Data shown -

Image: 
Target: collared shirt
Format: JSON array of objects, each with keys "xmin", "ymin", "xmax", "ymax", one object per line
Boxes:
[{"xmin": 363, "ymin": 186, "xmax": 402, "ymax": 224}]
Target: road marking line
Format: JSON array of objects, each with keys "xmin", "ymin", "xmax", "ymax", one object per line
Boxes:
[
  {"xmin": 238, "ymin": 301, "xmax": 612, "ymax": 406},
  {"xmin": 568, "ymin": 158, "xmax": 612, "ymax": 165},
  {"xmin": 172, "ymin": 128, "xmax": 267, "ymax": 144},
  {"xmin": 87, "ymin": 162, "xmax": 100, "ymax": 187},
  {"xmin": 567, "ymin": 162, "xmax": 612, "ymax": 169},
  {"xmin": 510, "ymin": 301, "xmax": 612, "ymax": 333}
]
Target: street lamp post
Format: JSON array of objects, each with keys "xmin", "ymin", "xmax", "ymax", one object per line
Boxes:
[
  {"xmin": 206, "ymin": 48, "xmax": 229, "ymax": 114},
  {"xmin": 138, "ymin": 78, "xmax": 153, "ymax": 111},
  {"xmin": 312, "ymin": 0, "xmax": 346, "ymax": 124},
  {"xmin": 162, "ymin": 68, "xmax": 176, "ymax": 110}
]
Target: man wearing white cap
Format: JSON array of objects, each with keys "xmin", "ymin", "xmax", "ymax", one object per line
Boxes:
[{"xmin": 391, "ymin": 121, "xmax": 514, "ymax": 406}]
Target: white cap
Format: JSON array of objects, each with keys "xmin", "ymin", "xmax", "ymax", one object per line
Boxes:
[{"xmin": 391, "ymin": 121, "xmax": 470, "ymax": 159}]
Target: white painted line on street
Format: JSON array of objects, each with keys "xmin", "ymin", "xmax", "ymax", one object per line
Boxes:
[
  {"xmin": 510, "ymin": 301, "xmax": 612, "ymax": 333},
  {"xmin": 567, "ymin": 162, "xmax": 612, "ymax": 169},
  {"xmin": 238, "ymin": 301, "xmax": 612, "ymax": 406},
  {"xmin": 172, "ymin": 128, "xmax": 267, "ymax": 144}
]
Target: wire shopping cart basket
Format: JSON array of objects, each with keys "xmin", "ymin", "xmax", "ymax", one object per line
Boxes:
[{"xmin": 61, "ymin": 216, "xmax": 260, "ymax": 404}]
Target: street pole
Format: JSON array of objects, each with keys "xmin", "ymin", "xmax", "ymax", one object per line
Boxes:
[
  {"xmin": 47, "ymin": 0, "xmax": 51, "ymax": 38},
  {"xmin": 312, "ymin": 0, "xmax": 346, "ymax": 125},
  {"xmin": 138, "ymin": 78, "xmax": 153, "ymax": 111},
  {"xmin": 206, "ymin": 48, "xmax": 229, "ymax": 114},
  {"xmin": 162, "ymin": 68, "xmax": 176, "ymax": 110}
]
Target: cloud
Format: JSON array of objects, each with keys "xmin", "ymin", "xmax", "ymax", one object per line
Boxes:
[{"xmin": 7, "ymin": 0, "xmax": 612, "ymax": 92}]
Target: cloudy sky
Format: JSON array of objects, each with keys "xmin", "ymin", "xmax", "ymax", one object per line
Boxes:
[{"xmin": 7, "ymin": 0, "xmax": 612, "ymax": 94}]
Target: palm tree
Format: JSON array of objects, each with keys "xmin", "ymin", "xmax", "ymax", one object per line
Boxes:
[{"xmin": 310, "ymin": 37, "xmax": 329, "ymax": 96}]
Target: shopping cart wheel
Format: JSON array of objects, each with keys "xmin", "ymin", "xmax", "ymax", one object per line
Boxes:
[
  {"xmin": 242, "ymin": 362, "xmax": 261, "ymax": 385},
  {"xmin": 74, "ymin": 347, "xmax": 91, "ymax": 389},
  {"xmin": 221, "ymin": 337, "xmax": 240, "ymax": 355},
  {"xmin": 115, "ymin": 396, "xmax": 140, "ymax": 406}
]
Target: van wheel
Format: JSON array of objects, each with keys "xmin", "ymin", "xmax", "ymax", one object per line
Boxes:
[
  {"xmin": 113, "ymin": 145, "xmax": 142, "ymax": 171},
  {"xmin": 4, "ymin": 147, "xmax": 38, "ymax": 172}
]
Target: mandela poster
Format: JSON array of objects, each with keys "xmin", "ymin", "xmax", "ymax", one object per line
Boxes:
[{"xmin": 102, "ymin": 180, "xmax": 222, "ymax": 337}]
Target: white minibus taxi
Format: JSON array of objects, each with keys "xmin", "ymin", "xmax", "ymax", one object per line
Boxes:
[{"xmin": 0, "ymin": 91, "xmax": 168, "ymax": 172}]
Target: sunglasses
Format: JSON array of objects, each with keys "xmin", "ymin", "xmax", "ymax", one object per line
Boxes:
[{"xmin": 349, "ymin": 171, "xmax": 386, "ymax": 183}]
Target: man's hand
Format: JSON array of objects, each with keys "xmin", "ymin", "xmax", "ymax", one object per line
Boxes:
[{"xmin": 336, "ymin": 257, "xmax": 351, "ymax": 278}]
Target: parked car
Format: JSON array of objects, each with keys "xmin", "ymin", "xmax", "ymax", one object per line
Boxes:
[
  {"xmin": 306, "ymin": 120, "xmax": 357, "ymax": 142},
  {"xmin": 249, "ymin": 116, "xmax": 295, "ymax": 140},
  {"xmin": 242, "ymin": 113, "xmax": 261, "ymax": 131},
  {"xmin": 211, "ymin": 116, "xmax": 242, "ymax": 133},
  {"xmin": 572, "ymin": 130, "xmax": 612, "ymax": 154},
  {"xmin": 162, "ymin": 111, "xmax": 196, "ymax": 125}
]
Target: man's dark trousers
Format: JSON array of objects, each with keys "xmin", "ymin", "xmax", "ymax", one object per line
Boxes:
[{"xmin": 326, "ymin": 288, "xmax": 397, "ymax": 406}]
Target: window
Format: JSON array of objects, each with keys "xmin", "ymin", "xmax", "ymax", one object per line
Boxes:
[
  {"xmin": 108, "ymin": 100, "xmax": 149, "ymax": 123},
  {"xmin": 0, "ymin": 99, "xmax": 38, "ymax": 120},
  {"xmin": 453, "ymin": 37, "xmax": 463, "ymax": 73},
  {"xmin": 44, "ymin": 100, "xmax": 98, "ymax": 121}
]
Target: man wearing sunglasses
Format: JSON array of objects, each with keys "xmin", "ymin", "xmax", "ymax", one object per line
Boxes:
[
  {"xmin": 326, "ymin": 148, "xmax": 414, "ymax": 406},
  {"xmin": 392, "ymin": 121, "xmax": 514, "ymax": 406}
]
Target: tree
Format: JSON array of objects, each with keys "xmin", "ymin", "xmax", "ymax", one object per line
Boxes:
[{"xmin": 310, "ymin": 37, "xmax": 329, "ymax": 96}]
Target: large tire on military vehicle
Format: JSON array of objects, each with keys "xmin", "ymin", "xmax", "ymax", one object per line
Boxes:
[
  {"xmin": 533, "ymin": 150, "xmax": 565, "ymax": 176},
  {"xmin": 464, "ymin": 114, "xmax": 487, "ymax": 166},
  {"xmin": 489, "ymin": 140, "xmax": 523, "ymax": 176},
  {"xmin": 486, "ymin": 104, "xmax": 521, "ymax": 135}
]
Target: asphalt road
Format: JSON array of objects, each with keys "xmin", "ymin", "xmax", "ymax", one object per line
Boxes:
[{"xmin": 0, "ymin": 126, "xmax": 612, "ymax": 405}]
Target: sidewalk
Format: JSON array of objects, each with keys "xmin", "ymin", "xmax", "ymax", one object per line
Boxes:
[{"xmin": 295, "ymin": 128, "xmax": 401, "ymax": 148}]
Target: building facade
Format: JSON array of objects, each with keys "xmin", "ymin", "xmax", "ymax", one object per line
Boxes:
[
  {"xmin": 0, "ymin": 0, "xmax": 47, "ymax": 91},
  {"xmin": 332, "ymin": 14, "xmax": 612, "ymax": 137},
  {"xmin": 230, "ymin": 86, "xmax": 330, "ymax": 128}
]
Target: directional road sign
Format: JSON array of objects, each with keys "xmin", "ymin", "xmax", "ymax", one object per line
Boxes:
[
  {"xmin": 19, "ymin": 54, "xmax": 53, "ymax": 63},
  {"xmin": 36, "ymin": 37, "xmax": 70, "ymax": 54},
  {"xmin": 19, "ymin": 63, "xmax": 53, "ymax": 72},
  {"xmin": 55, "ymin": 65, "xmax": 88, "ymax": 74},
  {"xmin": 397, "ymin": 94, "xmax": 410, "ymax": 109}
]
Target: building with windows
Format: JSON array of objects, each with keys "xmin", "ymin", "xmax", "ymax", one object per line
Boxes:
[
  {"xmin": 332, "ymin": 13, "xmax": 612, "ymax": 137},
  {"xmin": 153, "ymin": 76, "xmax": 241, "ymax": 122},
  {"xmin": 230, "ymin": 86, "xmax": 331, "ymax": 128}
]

The problem - From the listing above, copy out every line that contains the string "shopping", matching its case exactly.

Exercise solution -
Target: wire shopping cart basket
Target: shopping cart wheel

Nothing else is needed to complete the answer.